What you are asked to do - Please return each line of the records below that contains the word "bench".

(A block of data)
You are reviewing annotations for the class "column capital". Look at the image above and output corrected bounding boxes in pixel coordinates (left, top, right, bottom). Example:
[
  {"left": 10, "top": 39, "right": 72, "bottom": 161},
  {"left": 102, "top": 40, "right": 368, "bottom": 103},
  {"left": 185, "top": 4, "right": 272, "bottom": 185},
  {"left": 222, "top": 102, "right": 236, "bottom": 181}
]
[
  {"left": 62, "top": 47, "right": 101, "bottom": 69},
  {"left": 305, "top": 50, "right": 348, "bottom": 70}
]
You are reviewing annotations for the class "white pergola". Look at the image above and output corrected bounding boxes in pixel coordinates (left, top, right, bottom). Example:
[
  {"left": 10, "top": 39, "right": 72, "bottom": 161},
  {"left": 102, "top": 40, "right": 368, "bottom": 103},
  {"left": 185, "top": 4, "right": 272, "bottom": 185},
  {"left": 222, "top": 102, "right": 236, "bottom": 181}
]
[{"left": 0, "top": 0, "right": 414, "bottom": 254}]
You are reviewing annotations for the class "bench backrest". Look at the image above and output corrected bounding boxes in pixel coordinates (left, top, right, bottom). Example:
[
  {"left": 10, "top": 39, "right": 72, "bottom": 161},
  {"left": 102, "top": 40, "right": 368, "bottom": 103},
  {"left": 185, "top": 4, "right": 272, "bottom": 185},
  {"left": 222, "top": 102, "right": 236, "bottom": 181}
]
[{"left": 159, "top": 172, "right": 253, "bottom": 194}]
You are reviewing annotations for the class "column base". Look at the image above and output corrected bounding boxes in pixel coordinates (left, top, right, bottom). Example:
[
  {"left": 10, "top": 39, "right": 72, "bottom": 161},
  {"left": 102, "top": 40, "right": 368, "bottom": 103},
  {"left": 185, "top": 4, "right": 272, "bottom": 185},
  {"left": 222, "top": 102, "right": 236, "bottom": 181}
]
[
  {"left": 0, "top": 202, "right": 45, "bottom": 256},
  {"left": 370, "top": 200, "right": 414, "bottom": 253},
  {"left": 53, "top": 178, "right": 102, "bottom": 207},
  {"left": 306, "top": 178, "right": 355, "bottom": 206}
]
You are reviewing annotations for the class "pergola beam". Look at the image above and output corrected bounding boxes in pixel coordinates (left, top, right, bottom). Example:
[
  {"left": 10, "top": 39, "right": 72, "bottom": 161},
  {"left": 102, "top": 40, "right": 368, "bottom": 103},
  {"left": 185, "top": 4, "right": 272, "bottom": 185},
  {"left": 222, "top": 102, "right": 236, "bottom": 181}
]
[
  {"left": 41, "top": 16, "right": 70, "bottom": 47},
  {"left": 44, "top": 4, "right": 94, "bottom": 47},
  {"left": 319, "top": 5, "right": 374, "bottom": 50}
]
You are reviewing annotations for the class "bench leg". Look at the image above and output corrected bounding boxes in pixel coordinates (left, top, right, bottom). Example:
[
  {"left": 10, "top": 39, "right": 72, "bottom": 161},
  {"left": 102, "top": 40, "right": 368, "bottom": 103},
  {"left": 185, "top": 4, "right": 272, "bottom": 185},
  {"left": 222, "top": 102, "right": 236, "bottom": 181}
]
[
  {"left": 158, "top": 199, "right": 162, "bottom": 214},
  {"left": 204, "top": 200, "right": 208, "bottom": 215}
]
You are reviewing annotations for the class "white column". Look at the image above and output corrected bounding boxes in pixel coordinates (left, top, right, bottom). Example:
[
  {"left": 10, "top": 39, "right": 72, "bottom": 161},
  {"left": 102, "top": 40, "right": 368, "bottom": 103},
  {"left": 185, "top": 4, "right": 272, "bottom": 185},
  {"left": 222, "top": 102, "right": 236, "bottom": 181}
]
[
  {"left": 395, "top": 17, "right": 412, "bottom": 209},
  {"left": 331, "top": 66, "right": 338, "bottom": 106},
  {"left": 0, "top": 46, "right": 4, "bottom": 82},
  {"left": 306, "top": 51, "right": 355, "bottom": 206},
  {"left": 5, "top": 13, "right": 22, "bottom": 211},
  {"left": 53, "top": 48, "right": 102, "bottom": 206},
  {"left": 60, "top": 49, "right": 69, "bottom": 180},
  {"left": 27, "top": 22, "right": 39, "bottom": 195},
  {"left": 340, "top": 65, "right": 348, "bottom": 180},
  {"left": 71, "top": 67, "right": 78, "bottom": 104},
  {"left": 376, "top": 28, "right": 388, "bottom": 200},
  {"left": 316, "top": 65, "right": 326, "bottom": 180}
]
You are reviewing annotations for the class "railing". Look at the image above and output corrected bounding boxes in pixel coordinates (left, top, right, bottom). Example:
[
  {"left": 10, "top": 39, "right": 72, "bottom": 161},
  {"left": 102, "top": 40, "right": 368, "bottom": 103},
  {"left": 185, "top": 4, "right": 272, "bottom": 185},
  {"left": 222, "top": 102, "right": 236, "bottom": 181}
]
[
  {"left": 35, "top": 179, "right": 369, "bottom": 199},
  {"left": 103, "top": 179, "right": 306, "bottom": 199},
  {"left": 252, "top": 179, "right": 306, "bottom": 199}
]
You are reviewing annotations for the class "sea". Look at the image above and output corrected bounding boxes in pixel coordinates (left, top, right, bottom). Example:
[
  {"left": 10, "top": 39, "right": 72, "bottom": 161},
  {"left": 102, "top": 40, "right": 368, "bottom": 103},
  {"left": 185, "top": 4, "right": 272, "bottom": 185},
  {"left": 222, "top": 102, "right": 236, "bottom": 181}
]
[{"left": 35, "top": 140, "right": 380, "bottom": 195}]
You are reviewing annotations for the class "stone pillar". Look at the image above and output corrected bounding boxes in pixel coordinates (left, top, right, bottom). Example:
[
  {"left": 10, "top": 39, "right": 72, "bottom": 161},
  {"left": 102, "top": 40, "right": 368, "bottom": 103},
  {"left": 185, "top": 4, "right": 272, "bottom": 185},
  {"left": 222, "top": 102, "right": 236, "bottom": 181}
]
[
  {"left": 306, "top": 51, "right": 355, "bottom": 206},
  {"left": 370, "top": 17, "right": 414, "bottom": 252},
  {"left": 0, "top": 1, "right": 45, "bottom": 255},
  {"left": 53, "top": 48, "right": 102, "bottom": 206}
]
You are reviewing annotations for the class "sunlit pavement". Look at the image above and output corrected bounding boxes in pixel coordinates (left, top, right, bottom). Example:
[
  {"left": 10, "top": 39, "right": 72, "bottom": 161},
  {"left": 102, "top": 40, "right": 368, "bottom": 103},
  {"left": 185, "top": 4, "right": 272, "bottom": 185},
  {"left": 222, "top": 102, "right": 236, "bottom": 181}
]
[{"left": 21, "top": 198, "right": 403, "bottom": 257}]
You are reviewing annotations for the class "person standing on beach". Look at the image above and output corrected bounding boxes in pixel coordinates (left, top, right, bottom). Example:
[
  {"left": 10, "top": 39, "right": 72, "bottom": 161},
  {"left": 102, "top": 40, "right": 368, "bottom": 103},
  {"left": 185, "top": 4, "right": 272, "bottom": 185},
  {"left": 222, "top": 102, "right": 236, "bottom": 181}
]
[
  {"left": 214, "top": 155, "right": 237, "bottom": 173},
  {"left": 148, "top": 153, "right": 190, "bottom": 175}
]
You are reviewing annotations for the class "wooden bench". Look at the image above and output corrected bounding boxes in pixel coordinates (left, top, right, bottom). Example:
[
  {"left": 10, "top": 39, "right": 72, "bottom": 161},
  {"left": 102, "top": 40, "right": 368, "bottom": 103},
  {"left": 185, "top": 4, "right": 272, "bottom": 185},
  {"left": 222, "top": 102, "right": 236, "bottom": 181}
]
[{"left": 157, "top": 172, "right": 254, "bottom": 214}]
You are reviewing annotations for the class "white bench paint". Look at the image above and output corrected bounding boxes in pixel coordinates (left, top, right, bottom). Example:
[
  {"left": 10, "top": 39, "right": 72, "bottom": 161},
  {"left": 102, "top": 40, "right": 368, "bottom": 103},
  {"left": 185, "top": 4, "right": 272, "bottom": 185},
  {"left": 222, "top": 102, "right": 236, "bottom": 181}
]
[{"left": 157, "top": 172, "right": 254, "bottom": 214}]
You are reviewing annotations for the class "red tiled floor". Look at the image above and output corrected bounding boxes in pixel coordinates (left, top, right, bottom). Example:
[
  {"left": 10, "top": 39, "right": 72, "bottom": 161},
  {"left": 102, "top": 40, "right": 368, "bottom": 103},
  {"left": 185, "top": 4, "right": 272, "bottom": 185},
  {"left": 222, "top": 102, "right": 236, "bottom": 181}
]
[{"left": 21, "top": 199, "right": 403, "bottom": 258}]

Result -
You are reviewing annotations for the class "bench backrest". Look at the image above and output corrected bounding boxes in pixel coordinates (left, top, right, bottom). Example:
You are reviewing annotations for the class "bench leg". Look at the image above and output corrected bounding boxes in pixel coordinates (left, top, right, bottom). Example:
You are reviewing annotations for the class "wooden bench". Look at the image above and output corrected bounding boxes in pixel coordinates (left, top, right, bottom). Example:
You are reviewing annotations for the class "white bench paint". Look at the image above and output corrected bounding boxes in pixel coordinates (left, top, right, bottom). Example:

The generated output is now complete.